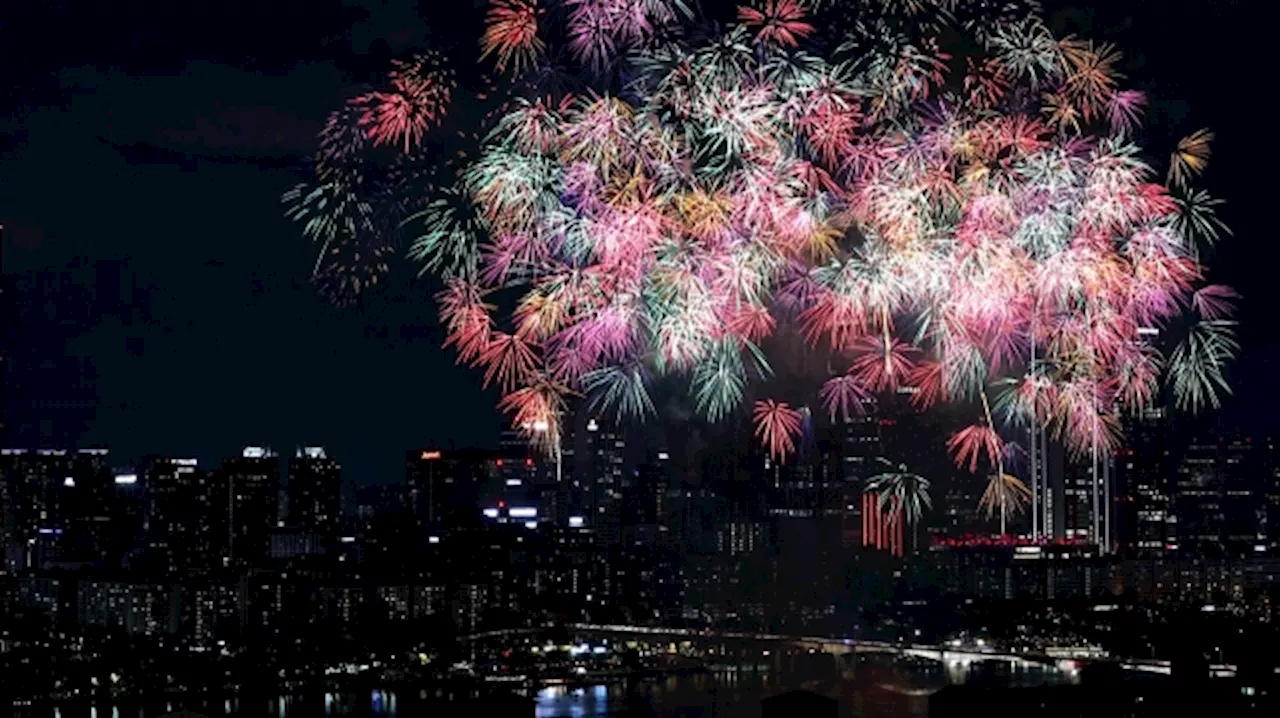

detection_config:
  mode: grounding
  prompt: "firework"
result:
[296,0,1239,534]
[351,54,456,152]
[480,0,544,74]
[755,399,804,461]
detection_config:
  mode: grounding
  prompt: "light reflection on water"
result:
[44,660,1078,718]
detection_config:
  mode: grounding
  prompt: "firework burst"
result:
[285,0,1239,537]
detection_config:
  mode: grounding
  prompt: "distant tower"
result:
[289,447,342,538]
[585,419,627,545]
[212,447,280,566]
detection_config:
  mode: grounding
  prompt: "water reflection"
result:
[37,657,1079,718]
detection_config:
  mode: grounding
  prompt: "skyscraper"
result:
[142,456,212,575]
[0,449,74,571]
[289,447,342,539]
[584,419,627,545]
[1115,407,1174,555]
[211,447,280,566]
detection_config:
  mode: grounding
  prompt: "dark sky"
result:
[0,0,1280,483]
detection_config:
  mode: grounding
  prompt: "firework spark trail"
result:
[294,0,1238,527]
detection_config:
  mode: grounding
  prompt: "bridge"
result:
[461,623,1095,671]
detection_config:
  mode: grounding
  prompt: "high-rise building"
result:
[0,449,74,571]
[211,447,280,567]
[1258,438,1280,547]
[582,419,627,545]
[0,449,111,571]
[1172,439,1270,555]
[1115,407,1175,555]
[142,456,214,575]
[404,449,509,530]
[288,447,342,539]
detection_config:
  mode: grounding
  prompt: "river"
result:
[30,658,1076,718]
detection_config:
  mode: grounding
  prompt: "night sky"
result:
[0,0,1280,483]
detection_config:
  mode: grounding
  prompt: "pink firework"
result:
[818,374,872,421]
[947,424,1005,474]
[480,0,544,73]
[754,399,804,461]
[352,55,454,152]
[737,0,813,47]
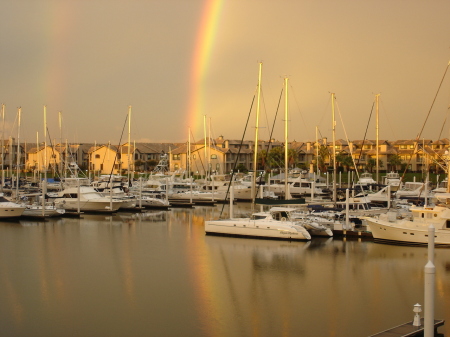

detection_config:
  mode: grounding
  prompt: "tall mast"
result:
[44,105,48,180]
[284,77,289,200]
[16,108,22,199]
[127,105,131,182]
[252,62,262,205]
[36,131,41,181]
[331,93,336,202]
[58,111,62,176]
[203,115,210,178]
[187,128,191,178]
[1,104,5,192]
[208,117,212,170]
[375,94,380,184]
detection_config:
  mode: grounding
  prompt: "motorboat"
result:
[357,172,377,186]
[365,204,450,246]
[395,181,430,199]
[22,203,66,218]
[432,177,448,193]
[383,171,400,192]
[53,178,123,213]
[205,207,311,240]
[0,193,26,219]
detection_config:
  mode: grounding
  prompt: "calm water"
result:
[0,204,450,337]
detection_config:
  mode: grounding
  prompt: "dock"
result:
[369,318,445,337]
[333,229,373,240]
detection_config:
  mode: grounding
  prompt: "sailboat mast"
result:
[58,111,62,176]
[316,125,319,174]
[16,108,22,199]
[331,93,336,202]
[44,105,47,180]
[375,94,380,184]
[187,128,191,178]
[252,62,262,205]
[1,104,5,192]
[284,77,289,200]
[203,115,210,178]
[127,105,131,186]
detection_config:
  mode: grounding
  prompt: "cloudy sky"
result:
[0,0,450,144]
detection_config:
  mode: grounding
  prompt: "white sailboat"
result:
[205,63,311,240]
[0,193,26,219]
[205,207,311,240]
[53,178,123,213]
[365,205,450,246]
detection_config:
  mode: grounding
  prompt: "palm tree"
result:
[318,145,331,172]
[387,154,402,171]
[336,153,353,172]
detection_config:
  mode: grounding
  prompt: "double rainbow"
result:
[188,0,224,134]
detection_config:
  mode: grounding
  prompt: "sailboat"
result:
[205,63,311,240]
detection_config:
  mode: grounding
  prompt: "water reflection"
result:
[0,204,450,336]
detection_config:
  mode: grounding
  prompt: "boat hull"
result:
[0,207,25,219]
[366,218,450,247]
[58,199,122,212]
[205,219,311,240]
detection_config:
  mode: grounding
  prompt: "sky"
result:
[0,0,450,144]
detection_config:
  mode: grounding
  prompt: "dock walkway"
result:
[369,318,445,337]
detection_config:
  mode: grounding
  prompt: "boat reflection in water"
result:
[0,204,450,336]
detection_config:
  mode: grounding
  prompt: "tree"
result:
[366,158,384,173]
[387,154,402,171]
[318,145,331,172]
[336,153,353,172]
[268,147,284,168]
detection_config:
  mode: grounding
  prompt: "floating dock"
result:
[369,318,445,337]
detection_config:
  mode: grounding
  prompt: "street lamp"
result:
[413,303,422,326]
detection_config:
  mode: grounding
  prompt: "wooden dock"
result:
[369,318,445,337]
[333,229,373,240]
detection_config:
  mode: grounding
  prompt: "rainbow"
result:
[187,0,225,135]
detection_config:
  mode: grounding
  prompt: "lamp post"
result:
[413,303,422,326]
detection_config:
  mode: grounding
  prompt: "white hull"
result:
[58,199,122,212]
[205,218,311,240]
[22,206,65,217]
[366,218,450,245]
[0,207,25,219]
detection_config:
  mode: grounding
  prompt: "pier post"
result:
[230,179,234,219]
[345,188,350,230]
[428,225,435,264]
[413,303,422,326]
[424,261,436,337]
[424,225,436,337]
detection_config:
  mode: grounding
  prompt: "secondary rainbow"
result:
[187,0,224,136]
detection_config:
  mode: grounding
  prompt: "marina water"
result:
[0,204,450,337]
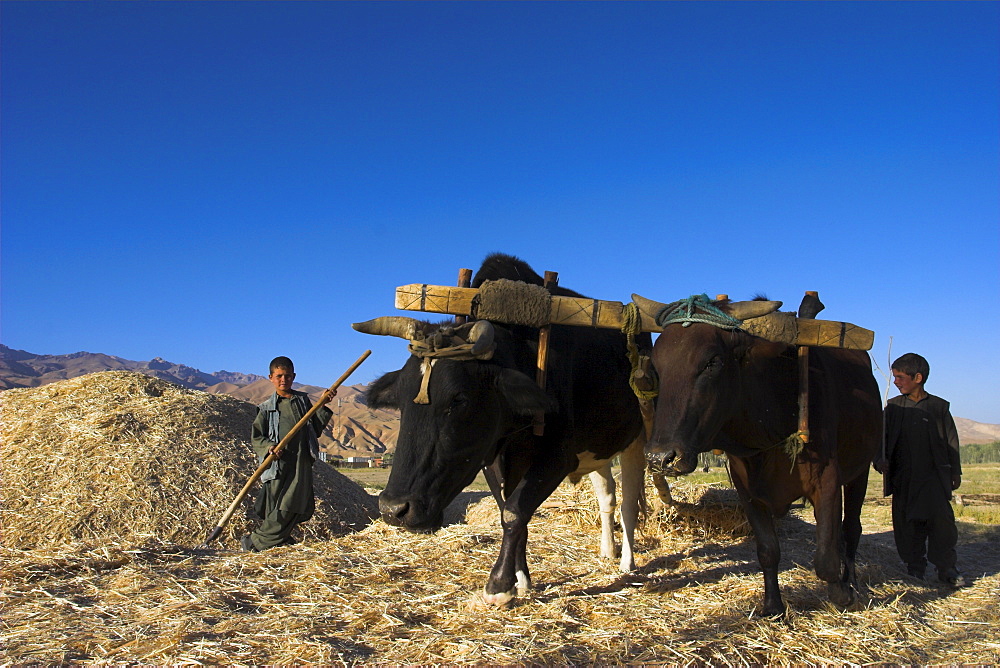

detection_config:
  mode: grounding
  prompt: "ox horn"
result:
[725,300,781,320]
[351,315,424,341]
[466,320,496,357]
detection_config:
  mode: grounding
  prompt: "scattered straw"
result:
[0,371,375,549]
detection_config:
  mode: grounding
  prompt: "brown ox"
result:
[634,296,881,615]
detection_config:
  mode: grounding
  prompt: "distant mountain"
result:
[0,344,399,457]
[0,344,1000,457]
[0,344,266,390]
[955,418,1000,445]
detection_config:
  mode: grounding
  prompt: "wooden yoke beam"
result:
[396,283,875,350]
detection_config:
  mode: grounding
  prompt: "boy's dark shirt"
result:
[883,394,962,506]
[251,391,333,521]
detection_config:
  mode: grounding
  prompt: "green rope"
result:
[622,302,660,401]
[655,294,743,330]
[773,431,809,473]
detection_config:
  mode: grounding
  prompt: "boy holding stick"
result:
[241,357,337,552]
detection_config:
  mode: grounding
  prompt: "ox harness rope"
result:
[655,294,743,331]
[407,327,496,404]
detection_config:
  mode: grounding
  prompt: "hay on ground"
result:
[0,371,375,549]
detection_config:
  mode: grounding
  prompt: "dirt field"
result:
[0,472,1000,665]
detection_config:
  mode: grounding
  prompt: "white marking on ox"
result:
[569,435,646,573]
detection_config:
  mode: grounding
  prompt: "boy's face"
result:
[268,366,295,397]
[892,369,924,395]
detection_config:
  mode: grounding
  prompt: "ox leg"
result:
[590,462,617,559]
[729,464,785,617]
[743,499,785,617]
[843,467,868,593]
[483,470,566,606]
[618,435,646,573]
[811,465,863,608]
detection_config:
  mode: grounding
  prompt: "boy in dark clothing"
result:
[241,357,337,552]
[874,353,962,586]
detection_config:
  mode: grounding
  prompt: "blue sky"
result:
[0,2,1000,423]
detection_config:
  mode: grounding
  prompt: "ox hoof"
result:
[483,589,516,608]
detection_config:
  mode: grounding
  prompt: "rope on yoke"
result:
[655,294,743,330]
[407,329,496,404]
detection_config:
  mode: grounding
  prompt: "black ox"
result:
[633,295,881,615]
[354,254,651,605]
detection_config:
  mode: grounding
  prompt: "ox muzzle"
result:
[646,448,698,476]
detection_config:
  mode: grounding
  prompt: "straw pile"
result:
[0,371,375,549]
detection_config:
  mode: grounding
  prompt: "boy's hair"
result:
[892,353,931,383]
[267,355,295,374]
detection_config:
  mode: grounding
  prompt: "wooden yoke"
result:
[797,290,823,444]
[531,271,559,436]
[396,283,875,350]
[455,269,472,325]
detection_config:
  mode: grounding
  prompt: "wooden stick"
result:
[199,350,372,548]
[799,290,821,443]
[455,269,472,325]
[531,271,559,436]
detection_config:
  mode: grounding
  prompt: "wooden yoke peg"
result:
[455,269,472,325]
[531,271,559,436]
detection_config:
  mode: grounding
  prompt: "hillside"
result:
[0,345,1000,457]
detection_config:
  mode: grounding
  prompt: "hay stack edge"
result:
[0,371,377,549]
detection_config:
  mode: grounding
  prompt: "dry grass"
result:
[0,370,1000,665]
[0,371,375,549]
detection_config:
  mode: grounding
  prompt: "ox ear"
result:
[365,371,400,410]
[496,369,559,415]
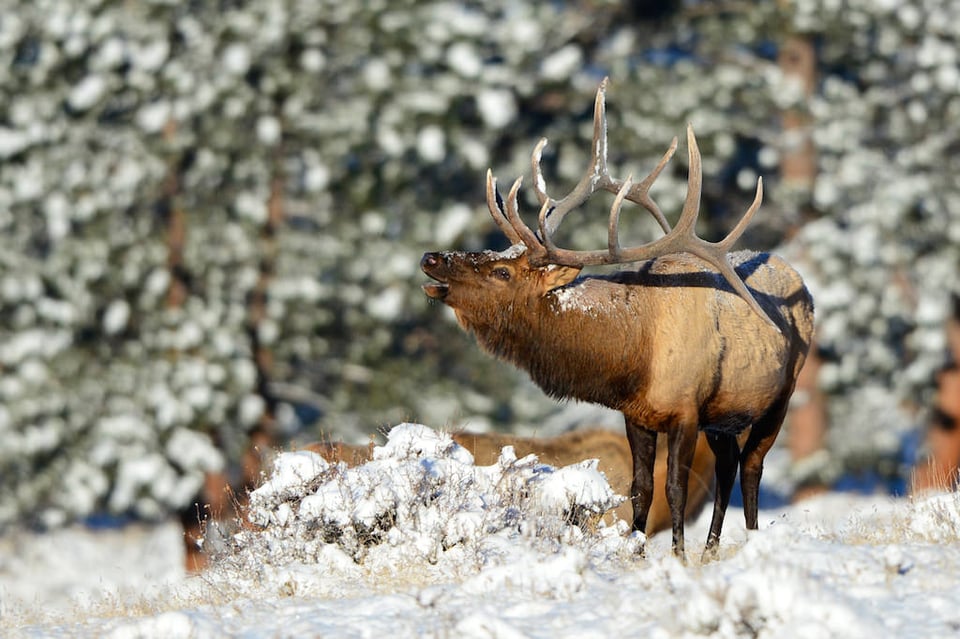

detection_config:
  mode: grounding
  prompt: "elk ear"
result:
[542,264,580,291]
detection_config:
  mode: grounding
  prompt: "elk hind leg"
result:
[703,433,740,558]
[666,422,698,559]
[740,393,790,530]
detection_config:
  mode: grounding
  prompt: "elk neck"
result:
[470,277,650,408]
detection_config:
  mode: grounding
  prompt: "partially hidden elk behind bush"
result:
[420,81,813,557]
[302,429,713,536]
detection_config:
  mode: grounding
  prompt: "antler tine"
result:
[498,176,547,261]
[606,141,677,233]
[530,78,677,240]
[487,169,522,244]
[531,78,607,235]
[607,175,633,259]
[717,177,763,251]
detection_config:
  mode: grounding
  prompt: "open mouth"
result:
[423,282,450,300]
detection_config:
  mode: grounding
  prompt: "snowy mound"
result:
[240,424,639,563]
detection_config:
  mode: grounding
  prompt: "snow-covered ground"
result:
[0,425,960,639]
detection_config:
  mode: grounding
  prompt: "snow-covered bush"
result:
[236,424,642,564]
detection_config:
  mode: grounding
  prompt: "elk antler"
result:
[487,79,779,330]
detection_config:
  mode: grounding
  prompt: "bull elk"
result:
[303,428,713,535]
[420,80,813,557]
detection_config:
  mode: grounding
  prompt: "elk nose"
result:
[420,253,443,271]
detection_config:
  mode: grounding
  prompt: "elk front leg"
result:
[703,433,740,559]
[627,420,657,533]
[667,422,697,559]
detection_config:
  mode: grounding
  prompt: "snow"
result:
[0,424,960,638]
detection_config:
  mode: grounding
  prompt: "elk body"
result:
[303,428,713,535]
[421,82,813,556]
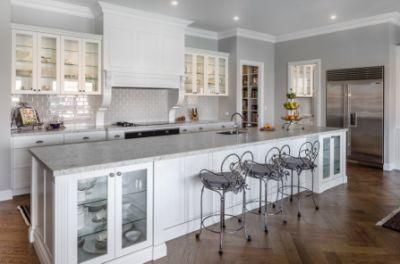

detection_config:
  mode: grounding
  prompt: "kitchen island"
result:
[30,127,347,263]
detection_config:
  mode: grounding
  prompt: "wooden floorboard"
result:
[0,165,400,264]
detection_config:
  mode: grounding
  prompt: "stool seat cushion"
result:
[282,156,316,170]
[245,162,277,178]
[201,172,244,190]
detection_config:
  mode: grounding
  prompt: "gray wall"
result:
[275,24,397,165]
[0,0,11,192]
[12,6,96,34]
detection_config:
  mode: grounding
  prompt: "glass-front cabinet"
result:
[185,49,229,96]
[322,135,343,179]
[12,25,102,95]
[12,31,37,93]
[72,164,153,263]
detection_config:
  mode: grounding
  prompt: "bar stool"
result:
[196,154,251,255]
[281,140,320,217]
[242,145,289,233]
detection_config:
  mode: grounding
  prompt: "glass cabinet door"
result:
[83,41,100,94]
[322,137,331,179]
[61,38,82,93]
[120,169,150,248]
[77,176,110,263]
[185,54,193,94]
[333,136,341,175]
[13,32,36,93]
[38,34,59,93]
[218,58,227,95]
[207,57,217,94]
[196,55,205,94]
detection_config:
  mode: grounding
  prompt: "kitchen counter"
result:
[30,127,345,176]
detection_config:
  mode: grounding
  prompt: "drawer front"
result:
[13,167,31,190]
[12,134,64,149]
[107,131,125,140]
[12,149,32,168]
[64,131,106,144]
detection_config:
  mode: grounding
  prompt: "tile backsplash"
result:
[12,88,219,126]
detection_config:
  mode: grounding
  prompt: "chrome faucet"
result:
[231,112,243,134]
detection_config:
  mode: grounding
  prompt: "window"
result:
[289,64,316,97]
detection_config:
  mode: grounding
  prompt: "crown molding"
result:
[276,12,400,42]
[185,27,218,40]
[11,0,94,19]
[99,1,193,27]
[218,28,276,43]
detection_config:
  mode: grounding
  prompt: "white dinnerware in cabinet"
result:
[185,48,229,96]
[65,163,153,264]
[12,30,37,94]
[37,33,60,94]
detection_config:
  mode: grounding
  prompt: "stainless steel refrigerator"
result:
[326,66,384,167]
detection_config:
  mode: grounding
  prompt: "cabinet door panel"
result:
[38,34,60,94]
[12,31,37,94]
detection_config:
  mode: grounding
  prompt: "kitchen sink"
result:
[217,130,247,135]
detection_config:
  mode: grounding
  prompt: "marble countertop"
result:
[30,127,345,177]
[11,120,231,137]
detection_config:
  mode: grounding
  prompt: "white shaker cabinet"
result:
[12,24,102,95]
[100,2,190,88]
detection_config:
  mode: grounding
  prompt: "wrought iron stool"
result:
[281,140,320,217]
[196,154,251,254]
[242,145,288,233]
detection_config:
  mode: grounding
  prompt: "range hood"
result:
[98,2,192,89]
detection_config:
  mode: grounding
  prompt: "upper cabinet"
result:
[184,48,229,96]
[12,24,101,95]
[100,2,191,88]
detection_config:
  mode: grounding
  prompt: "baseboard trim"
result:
[0,190,13,202]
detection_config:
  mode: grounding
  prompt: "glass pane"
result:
[207,57,216,94]
[185,54,193,93]
[333,136,340,175]
[218,58,226,94]
[322,138,331,179]
[196,56,205,94]
[63,40,80,92]
[77,176,108,263]
[85,42,99,92]
[39,37,58,92]
[15,33,33,91]
[122,170,147,248]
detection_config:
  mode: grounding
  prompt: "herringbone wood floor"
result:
[0,165,400,264]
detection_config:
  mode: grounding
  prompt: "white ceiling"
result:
[57,0,400,35]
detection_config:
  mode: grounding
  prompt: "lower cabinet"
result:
[46,163,153,264]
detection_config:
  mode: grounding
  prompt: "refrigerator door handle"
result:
[350,112,358,127]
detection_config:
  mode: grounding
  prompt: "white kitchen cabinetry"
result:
[319,133,346,192]
[100,2,191,88]
[12,24,101,95]
[185,48,229,96]
[11,134,64,195]
[30,160,153,264]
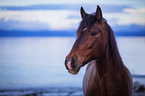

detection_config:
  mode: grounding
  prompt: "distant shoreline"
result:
[0,30,145,37]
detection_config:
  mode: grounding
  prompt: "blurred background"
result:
[0,0,145,96]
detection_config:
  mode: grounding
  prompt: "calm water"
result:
[0,37,145,89]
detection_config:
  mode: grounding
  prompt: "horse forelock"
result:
[76,14,97,37]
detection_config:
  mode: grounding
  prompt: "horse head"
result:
[65,6,107,74]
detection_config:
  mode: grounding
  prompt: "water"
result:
☆ ☆ ☆ ☆ ☆
_INSTRUCTIONS FOR THE TASK:_ Copy out everything from the start of the records down to the line that contains "[461,623,1095,671]", including that line, and leave the pictures out.

_WRITTEN SOLUTION:_
detection_config:
  mode: grounding
  prompt: "firework"
result:
[296,0,1239,534]
[351,54,456,152]
[480,0,544,74]
[755,399,804,461]
detection_config:
  mode: grounding
  prompt: "light reflection on water"
result:
[44,660,1078,718]
detection_config:
  mode: grounding
  prompt: "firework burst"
result:
[285,0,1239,537]
detection_config:
  mode: grounding
  prompt: "distant tower"
result:
[289,447,342,538]
[585,419,627,545]
[212,447,280,566]
detection_config:
  mode: grounding
  prompt: "water reflection"
result:
[37,657,1079,718]
detection_config:
  mode: grounding
  prompt: "skyscraper"
result:
[142,456,212,575]
[0,449,74,571]
[289,447,342,539]
[584,419,627,545]
[1115,407,1174,555]
[211,447,280,566]
detection_config:
  mode: grounding
  prompt: "dark sky"
result:
[0,0,1280,483]
detection_config:
  mode: grounding
  prompt: "firework spark trail"
result:
[294,0,1238,527]
detection_config:
  mode: grounding
  prompt: "bridge"
result:
[461,623,1095,671]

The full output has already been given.